REQUEST: Omitting all pictures, print the lines of the listing from the one containing "Can you see the fence" through the final line, both ends included, with no other text.
:: RECORDED INFORMATION ::
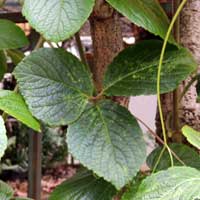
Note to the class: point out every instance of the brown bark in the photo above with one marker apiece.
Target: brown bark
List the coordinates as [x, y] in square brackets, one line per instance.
[107, 43]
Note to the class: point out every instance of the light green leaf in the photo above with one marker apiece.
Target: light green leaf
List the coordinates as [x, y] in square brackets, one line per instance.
[145, 13]
[134, 71]
[175, 183]
[108, 140]
[192, 136]
[3, 138]
[11, 36]
[3, 64]
[55, 84]
[6, 191]
[188, 155]
[84, 186]
[57, 20]
[13, 104]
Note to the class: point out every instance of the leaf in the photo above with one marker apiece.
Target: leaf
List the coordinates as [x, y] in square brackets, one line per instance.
[60, 19]
[3, 64]
[175, 183]
[134, 71]
[188, 155]
[11, 36]
[83, 186]
[55, 84]
[3, 138]
[145, 13]
[16, 56]
[192, 136]
[13, 104]
[6, 191]
[108, 140]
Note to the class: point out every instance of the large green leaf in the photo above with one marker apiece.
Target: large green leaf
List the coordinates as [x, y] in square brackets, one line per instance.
[11, 36]
[145, 13]
[175, 183]
[6, 191]
[134, 70]
[3, 64]
[192, 136]
[188, 155]
[84, 186]
[57, 20]
[3, 138]
[108, 140]
[13, 104]
[55, 85]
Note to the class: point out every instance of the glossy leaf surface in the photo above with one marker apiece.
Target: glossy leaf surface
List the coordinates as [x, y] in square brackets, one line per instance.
[84, 186]
[55, 85]
[57, 20]
[134, 71]
[108, 140]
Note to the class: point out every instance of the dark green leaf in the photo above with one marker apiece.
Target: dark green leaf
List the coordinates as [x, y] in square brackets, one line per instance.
[3, 64]
[57, 20]
[145, 13]
[108, 140]
[175, 183]
[11, 36]
[14, 105]
[16, 56]
[55, 85]
[6, 191]
[84, 186]
[3, 138]
[192, 136]
[188, 155]
[134, 70]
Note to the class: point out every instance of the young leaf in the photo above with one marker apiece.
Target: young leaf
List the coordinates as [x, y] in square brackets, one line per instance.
[134, 71]
[57, 20]
[55, 85]
[107, 139]
[84, 186]
[3, 64]
[6, 191]
[11, 36]
[172, 184]
[3, 138]
[13, 104]
[145, 13]
[188, 155]
[192, 136]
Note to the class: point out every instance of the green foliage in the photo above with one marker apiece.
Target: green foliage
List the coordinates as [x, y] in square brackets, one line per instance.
[145, 13]
[84, 186]
[186, 154]
[57, 20]
[174, 183]
[108, 140]
[58, 90]
[13, 104]
[11, 36]
[192, 136]
[3, 138]
[3, 64]
[134, 70]
[55, 85]
[6, 191]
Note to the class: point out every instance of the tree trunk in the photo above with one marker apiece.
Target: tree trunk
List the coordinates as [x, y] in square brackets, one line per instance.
[189, 112]
[107, 42]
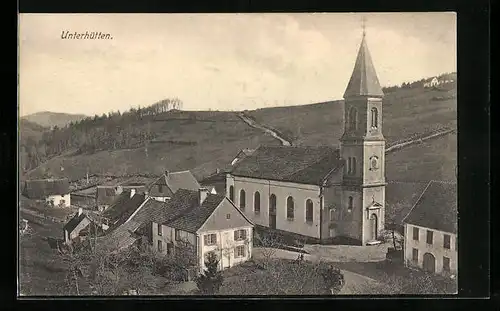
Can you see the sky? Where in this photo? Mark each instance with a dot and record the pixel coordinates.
(220, 61)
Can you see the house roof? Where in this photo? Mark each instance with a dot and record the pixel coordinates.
(105, 195)
(307, 165)
(364, 80)
(174, 181)
(74, 221)
(436, 208)
(42, 188)
(123, 207)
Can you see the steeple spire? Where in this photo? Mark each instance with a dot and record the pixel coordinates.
(364, 80)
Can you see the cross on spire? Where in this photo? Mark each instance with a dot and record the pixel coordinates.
(363, 25)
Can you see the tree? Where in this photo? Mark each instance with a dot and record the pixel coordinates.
(210, 281)
(333, 278)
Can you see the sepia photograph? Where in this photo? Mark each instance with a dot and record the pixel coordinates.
(257, 154)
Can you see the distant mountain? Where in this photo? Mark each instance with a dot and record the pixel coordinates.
(51, 119)
(30, 130)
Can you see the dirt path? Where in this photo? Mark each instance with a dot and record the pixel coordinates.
(353, 280)
(267, 130)
(400, 145)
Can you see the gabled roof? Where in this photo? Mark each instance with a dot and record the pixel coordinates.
(42, 188)
(173, 181)
(122, 208)
(436, 208)
(106, 195)
(74, 222)
(364, 80)
(400, 197)
(306, 165)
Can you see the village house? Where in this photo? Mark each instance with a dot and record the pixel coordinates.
(53, 191)
(75, 225)
(431, 239)
(205, 222)
(165, 187)
(106, 195)
(123, 207)
(242, 154)
(323, 193)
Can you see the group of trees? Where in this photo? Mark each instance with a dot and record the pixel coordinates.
(110, 131)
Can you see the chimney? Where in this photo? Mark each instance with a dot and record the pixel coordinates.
(202, 194)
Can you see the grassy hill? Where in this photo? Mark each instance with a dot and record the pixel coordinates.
(50, 119)
(405, 112)
(202, 141)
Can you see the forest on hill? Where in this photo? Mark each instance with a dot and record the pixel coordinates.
(112, 131)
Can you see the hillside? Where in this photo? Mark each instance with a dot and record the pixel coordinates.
(405, 112)
(200, 141)
(50, 119)
(203, 141)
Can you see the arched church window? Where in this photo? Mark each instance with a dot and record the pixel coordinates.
(374, 117)
(231, 193)
(353, 118)
(373, 163)
(309, 210)
(256, 202)
(349, 204)
(290, 208)
(243, 199)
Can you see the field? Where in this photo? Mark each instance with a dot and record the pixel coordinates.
(405, 112)
(207, 141)
(203, 141)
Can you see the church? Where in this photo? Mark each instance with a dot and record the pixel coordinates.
(326, 192)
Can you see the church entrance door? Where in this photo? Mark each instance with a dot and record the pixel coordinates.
(374, 226)
(272, 211)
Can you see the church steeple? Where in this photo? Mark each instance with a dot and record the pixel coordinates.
(364, 80)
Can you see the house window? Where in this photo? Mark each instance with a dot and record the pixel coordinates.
(177, 235)
(349, 204)
(414, 255)
(309, 210)
(289, 208)
(447, 241)
(210, 239)
(446, 264)
(240, 251)
(240, 235)
(231, 193)
(256, 202)
(374, 117)
(373, 163)
(160, 246)
(242, 199)
(353, 118)
(170, 248)
(430, 236)
(415, 233)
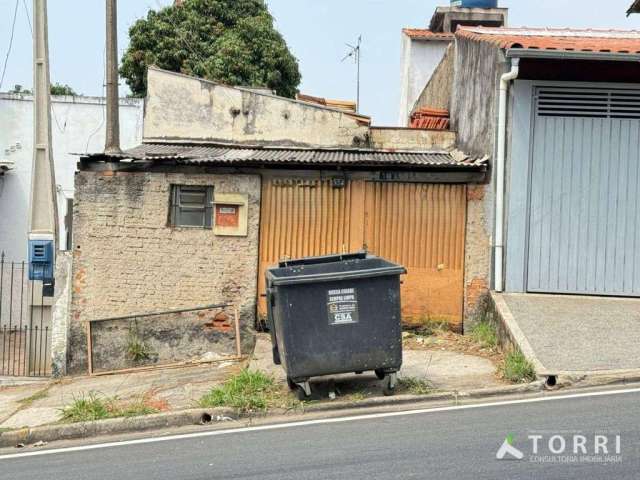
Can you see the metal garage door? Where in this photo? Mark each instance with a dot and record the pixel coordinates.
(584, 223)
(418, 225)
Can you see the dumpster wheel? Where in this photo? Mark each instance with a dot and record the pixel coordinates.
(390, 384)
(303, 390)
(293, 386)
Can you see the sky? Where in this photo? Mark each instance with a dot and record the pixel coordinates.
(315, 30)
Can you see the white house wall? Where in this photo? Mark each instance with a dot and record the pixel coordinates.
(183, 108)
(78, 126)
(419, 59)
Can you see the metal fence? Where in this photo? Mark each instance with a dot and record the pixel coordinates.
(25, 322)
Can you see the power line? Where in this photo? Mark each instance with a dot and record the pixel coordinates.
(26, 10)
(13, 29)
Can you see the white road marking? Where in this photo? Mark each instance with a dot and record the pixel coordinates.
(322, 421)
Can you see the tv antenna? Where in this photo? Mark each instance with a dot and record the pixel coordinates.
(354, 52)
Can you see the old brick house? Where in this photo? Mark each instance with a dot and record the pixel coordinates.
(228, 181)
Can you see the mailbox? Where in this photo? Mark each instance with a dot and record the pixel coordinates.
(41, 261)
(230, 214)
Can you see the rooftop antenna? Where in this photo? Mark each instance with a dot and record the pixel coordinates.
(354, 52)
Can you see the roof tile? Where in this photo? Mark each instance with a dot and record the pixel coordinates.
(255, 155)
(564, 39)
(426, 34)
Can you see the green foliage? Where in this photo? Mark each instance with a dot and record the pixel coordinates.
(60, 89)
(415, 386)
(431, 325)
(93, 407)
(228, 41)
(247, 391)
(19, 89)
(27, 402)
(55, 89)
(484, 333)
(137, 350)
(517, 369)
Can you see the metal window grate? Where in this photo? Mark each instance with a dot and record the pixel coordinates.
(588, 102)
(191, 206)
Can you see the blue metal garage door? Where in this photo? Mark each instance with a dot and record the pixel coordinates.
(584, 222)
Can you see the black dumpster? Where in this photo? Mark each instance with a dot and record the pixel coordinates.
(335, 314)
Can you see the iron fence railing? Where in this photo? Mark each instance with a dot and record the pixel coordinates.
(25, 322)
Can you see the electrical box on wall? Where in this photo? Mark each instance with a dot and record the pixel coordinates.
(230, 214)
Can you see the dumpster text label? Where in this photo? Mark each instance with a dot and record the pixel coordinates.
(342, 306)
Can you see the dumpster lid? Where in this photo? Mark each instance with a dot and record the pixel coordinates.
(323, 259)
(332, 268)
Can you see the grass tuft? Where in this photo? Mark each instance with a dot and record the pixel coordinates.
(484, 333)
(27, 402)
(248, 391)
(415, 386)
(94, 407)
(517, 369)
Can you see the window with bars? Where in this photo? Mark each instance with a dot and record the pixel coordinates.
(191, 206)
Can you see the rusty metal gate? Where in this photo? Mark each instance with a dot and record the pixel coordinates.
(25, 332)
(419, 225)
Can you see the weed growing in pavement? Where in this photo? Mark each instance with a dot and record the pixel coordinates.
(27, 402)
(415, 386)
(516, 368)
(95, 407)
(248, 391)
(484, 333)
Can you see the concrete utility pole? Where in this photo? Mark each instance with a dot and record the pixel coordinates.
(112, 142)
(43, 220)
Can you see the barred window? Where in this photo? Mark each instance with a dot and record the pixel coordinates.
(191, 206)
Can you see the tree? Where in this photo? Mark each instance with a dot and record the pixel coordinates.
(60, 89)
(228, 41)
(55, 89)
(19, 89)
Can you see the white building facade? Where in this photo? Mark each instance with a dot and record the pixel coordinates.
(78, 126)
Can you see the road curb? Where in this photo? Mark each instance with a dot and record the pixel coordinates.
(70, 431)
(202, 416)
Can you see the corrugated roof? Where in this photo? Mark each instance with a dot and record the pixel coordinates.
(426, 34)
(564, 39)
(233, 155)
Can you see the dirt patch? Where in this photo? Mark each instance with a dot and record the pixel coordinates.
(452, 342)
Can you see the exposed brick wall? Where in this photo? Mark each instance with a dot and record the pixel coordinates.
(128, 260)
(477, 252)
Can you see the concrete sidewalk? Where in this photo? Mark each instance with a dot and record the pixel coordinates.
(165, 389)
(574, 335)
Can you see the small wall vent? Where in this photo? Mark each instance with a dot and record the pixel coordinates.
(588, 102)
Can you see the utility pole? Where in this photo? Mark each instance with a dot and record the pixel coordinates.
(112, 141)
(43, 218)
(354, 52)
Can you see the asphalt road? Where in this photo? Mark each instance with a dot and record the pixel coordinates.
(455, 444)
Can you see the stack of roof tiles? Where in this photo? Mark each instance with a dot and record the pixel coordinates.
(430, 119)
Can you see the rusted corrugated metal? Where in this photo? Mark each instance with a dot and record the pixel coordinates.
(303, 218)
(421, 226)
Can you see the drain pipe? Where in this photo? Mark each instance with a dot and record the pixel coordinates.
(500, 168)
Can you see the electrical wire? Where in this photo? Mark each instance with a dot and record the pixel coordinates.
(104, 86)
(13, 29)
(26, 10)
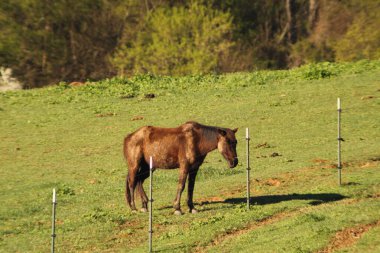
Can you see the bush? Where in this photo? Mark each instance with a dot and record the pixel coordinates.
(177, 41)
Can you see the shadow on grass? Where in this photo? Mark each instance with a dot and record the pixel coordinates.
(315, 199)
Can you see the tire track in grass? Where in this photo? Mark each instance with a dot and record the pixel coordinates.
(268, 221)
(347, 237)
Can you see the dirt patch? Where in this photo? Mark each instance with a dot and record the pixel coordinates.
(347, 237)
(367, 97)
(263, 145)
(264, 222)
(273, 182)
(203, 201)
(108, 114)
(249, 227)
(137, 118)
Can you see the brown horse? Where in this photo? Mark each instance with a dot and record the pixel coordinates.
(184, 147)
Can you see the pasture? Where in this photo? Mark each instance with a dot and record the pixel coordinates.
(71, 138)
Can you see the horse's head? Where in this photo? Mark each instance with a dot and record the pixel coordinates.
(227, 145)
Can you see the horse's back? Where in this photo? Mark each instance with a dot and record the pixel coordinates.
(166, 145)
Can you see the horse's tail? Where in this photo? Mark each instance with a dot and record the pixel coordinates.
(127, 190)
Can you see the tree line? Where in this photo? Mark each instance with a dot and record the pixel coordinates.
(48, 41)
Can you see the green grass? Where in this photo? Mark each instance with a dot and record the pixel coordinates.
(71, 139)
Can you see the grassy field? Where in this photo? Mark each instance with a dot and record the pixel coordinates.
(70, 138)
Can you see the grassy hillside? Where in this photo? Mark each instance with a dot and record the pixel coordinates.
(71, 138)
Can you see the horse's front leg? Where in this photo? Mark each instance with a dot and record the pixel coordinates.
(181, 186)
(190, 190)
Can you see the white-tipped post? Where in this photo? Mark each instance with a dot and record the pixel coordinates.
(53, 222)
(339, 144)
(248, 168)
(150, 202)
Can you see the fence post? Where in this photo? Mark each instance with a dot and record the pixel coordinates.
(248, 168)
(150, 203)
(339, 144)
(53, 223)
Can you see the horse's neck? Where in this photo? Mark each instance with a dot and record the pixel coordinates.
(209, 140)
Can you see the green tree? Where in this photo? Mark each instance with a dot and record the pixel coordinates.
(177, 40)
(362, 39)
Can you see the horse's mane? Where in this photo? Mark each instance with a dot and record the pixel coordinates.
(209, 133)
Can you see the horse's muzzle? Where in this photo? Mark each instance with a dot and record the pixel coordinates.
(234, 163)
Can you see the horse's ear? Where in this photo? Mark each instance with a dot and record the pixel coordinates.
(222, 132)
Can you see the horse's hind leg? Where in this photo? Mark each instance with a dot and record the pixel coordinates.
(143, 174)
(181, 186)
(131, 183)
(190, 190)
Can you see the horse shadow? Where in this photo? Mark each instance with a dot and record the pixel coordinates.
(315, 199)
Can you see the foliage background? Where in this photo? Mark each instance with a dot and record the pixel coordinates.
(45, 41)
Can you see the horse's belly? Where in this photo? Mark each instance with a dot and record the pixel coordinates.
(164, 158)
(165, 162)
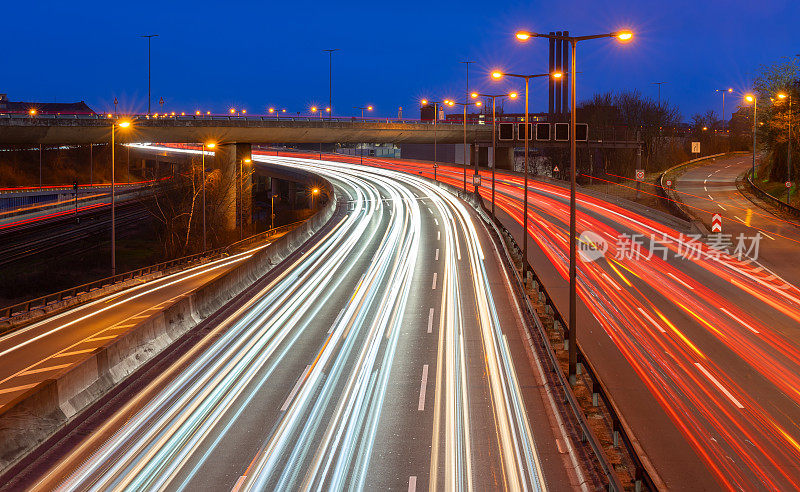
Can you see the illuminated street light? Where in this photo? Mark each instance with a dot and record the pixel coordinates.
(497, 75)
(724, 91)
(436, 104)
(785, 95)
(464, 105)
(206, 145)
(623, 36)
(124, 124)
(512, 95)
(752, 98)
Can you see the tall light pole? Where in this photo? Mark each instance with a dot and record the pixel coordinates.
(623, 36)
(659, 84)
(723, 91)
(464, 105)
(467, 63)
(330, 80)
(367, 108)
(497, 75)
(149, 38)
(206, 145)
(512, 95)
(436, 104)
(752, 98)
(114, 125)
(788, 95)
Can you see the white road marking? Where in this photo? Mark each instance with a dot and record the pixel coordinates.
(734, 317)
(681, 281)
(295, 389)
(422, 387)
(17, 388)
(719, 385)
(644, 313)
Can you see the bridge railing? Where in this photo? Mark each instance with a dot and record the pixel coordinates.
(226, 117)
(183, 262)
:::
REPLY TO THE EXERCISE:
Can you see the fence post? Where in this photo? Mark each instance with a dot and record the pixel coordinates.
(248, 168)
(150, 203)
(339, 144)
(53, 223)
Can you see the horse's neck? Where in this photo? Mark each instance with a dot and record the pixel coordinates.
(209, 140)
Can you see the green tree? Where in this photo? Mark each instance with a dot and record the pixel coordinates.
(177, 40)
(362, 39)
Can you see the horse's mane? Where in this photo? Mark each instance with a dot and record the pixel coordinates.
(209, 133)
Can you see the horse's muzzle? Where in this photo? Mark each instance with a dot and record the pixel coordinates.
(234, 163)
Can you see the horse's ear? Where in this photo? Mark each instance with a dot and record the pixel coordinates.
(222, 132)
Can you see the horse's hind leg? Where in this photo? Mark each instance with a dot and record the pixel coordinates.
(143, 174)
(181, 186)
(131, 183)
(190, 190)
Can you see the horse shadow? Where in this photo? Mark each instance with a dot and record the pixel coordinates.
(315, 199)
Can you see the foliage background? Where in this photo? Mark each instance with a dot and record the pixel coordinates.
(45, 41)
Can you see the horse's belly? Where in this photo? Mark each instance with a dot and record the pixel coordinates.
(164, 158)
(165, 162)
Can you see the illuminated street light? Where in this photo? Mark each instance with a dot and record the pixel coordinates.
(497, 75)
(724, 91)
(436, 104)
(785, 95)
(464, 105)
(206, 145)
(623, 36)
(124, 124)
(512, 95)
(752, 98)
Can you see the tall light pole? Where in this photo? Mark each instance with a dot and record the pixel coordinates.
(623, 36)
(659, 84)
(723, 91)
(464, 105)
(467, 63)
(330, 80)
(367, 108)
(497, 75)
(149, 38)
(206, 145)
(512, 95)
(436, 104)
(752, 98)
(114, 125)
(788, 95)
Can you see the white road marking? Where in this photo? Mark each instance with a dot and record the pixel coordinates.
(734, 317)
(681, 281)
(295, 389)
(422, 387)
(17, 388)
(719, 385)
(644, 313)
Can you see the bridge railing? Where in this photo? Mark each instance with a dot and record the pixel coordinates.
(226, 117)
(183, 262)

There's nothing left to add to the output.